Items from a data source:

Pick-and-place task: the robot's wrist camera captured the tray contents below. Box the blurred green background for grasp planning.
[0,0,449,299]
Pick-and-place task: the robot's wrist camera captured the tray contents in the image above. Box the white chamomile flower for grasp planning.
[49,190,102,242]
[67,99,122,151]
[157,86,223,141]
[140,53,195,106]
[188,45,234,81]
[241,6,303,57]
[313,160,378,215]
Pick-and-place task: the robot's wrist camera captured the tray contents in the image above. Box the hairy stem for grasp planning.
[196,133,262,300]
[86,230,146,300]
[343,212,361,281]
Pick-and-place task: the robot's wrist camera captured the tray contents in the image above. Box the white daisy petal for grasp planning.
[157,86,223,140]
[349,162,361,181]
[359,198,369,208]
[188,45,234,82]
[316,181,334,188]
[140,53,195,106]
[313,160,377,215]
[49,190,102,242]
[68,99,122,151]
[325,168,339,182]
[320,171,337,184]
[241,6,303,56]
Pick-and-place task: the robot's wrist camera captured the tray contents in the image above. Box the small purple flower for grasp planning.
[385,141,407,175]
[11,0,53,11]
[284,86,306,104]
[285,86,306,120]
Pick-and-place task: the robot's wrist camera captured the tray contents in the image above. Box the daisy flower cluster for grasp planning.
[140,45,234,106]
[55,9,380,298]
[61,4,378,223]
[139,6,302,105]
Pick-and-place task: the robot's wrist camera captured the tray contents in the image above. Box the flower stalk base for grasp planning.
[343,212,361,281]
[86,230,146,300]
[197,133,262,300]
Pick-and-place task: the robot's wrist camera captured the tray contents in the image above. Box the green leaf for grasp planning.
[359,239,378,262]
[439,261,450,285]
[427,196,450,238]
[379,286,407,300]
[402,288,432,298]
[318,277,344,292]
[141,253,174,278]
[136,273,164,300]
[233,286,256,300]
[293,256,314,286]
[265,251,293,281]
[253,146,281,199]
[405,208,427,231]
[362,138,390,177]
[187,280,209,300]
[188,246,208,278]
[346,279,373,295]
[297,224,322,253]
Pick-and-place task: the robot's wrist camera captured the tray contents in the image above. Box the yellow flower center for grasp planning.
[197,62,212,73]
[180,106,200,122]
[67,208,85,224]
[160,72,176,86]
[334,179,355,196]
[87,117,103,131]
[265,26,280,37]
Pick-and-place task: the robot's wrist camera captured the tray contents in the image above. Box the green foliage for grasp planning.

## YOUR GOAL
Output every record above, exactly as written.

## TASK RESPONSE
Pick-and-place task: the robot's wrist camera captured the tray contents below. Box the blurred green background for grasp planning.
[0,0,449,299]
Pick-and-place task: the robot's wrist camera captured the tray contents in the image above. Box the white chamomile flower for grasp planning.
[49,190,102,242]
[67,99,122,151]
[157,86,223,141]
[140,53,195,106]
[188,45,234,81]
[241,6,303,57]
[313,160,378,215]
Pick-and-place task: the robot's wrist camera captured the tray contents in the image above. Box the hairy stem for grasp planning.
[196,133,262,300]
[86,230,146,300]
[343,212,361,281]
Pick-and-place task: the robot's wrist camera captured the tray contents in the image above. Box the white daisy petal for grasp planning.
[157,86,223,140]
[349,162,361,181]
[359,198,369,208]
[188,45,234,82]
[316,181,334,188]
[140,53,195,106]
[313,160,377,215]
[49,190,102,242]
[68,99,122,151]
[325,168,339,182]
[320,171,337,184]
[241,6,303,56]
Pick-and-place task: the robot's wrist camera captured the tray contents in the image above. Box the small purple flower for grasp planning.
[385,141,407,175]
[11,0,53,11]
[284,86,306,104]
[285,86,306,120]
Pick-and-place task: the robot's wrist camera captured the tray contents in the image above. Box the daisy flower cluster for grasp planning.
[140,45,234,106]
[55,9,380,298]
[61,4,378,223]
[139,6,302,105]
Pick-and-place task: the robot's wrist camera captured the tray contents in the image above. Box the flower stalk base for grasp planning.
[343,212,361,281]
[86,230,146,300]
[197,133,262,300]
Pick-and-place task: the robot's wrist camera captured the tray contents in the image above. Box the green leaf for grasp planning.
[359,239,378,262]
[439,261,450,285]
[427,196,450,238]
[379,286,407,300]
[402,288,432,298]
[318,277,344,292]
[141,253,174,278]
[136,273,164,300]
[233,286,256,300]
[293,256,314,286]
[265,251,293,281]
[253,146,281,199]
[405,208,427,231]
[362,138,390,177]
[187,280,209,300]
[188,246,208,278]
[346,279,373,295]
[297,224,322,253]
Pick-and-place task: the robot's wrist camera captured the tray contents in the image above. Box the yellow flower center for grasp planning.
[197,62,212,73]
[180,106,200,122]
[67,208,85,224]
[160,72,176,86]
[334,179,355,196]
[87,117,103,131]
[265,26,280,37]
Pick-and-place task: the robot's wrist camera captured the tray contents in the image above. Box the green foliage for grasp planning.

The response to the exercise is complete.